## PROVIDED DATA
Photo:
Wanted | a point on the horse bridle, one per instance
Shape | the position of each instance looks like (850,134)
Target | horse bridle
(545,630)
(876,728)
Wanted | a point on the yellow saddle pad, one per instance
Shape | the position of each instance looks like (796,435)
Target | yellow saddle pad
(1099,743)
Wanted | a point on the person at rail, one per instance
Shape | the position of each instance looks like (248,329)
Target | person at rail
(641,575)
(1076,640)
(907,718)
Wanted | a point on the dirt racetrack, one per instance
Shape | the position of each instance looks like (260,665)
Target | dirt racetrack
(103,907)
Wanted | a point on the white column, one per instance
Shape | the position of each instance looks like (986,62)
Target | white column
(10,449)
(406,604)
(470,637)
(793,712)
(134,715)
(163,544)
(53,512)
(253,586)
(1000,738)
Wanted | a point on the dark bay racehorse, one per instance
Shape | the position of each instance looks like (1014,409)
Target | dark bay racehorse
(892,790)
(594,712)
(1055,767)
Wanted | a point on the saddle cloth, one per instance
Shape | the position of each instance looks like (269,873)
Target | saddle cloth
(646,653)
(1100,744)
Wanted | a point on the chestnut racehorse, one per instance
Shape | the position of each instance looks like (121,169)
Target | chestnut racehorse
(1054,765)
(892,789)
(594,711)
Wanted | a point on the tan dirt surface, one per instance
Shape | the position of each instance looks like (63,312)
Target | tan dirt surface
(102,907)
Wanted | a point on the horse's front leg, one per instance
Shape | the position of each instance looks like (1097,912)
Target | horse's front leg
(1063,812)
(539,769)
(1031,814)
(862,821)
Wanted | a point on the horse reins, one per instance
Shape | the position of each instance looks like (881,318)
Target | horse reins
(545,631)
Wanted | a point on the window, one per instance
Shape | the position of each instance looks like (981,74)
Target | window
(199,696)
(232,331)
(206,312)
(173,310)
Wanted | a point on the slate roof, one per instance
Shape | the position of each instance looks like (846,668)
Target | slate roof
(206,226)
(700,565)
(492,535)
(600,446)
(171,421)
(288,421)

## DESCRIPTION OF THE TASK
Line by line, retype the records with no changes.

## SOLUTION
Photo:
Wanted | a point on the horse bridle, one per instance
Shape | the position of each instance looks like (850,134)
Target | horse bridle
(545,630)
(876,728)
Wanted | a point on the yellow saddle pad, one per instance
Shape | the position of each instance looks like (796,435)
Target | yellow saddle pad
(1099,743)
Wanted | a point on the person at rail, one per instance
Shape | the position of each instance looks like (248,329)
Target | person at rail
(641,575)
(1076,640)
(907,718)
Wanted | a point on the dirt racetrack, one per instance
Shape | the position of each instance looks like (260,665)
Target | dirt racetrack
(103,907)
Wanted | a point on the white column, one per instance
Shape | the position of each instance looks like (986,62)
Target | white column
(10,449)
(406,604)
(470,637)
(793,712)
(134,715)
(163,544)
(53,512)
(253,586)
(1000,738)
Wanted | a point on the dark bay racehorse, one per instance
Shape | the position of each instance looks like (1014,409)
Target | dark bay racehorse
(892,790)
(594,712)
(1055,767)
Wanted | a point on the saddle cloth, one per instance
Shape | the position of each instance looks like (269,873)
Target | saddle cloth
(646,653)
(1100,744)
Wanted | a point on the chestnut racehorse, one per instance
Shape | the position of each instance looks like (121,169)
Target | chestnut racehorse
(1054,765)
(892,789)
(594,711)
Wanted | a point on the tan dirt surface, one per instance
Shape | the position of each instance looks like (63,312)
Target | tan dirt surface
(102,907)
Wanted | a point on the horse's front leg, one per instance
Shape | the position of each instance looks like (1097,912)
Target | horse's front leg
(1063,812)
(539,769)
(1031,814)
(862,821)
Wanted | a point on the horse reins, one per instance
Shape | the position of each instance looks like (881,318)
Target | horse reins
(545,631)
Wanted | a point on the window, one per instance
Shape | the position of each instance looks like (981,74)
Target | window
(199,696)
(232,331)
(206,312)
(173,310)
Wanted | a point on the slate roof, one per instance
Shape | the position of each instance looks like (846,668)
Target | slate roof
(206,226)
(700,565)
(492,535)
(600,446)
(171,421)
(288,421)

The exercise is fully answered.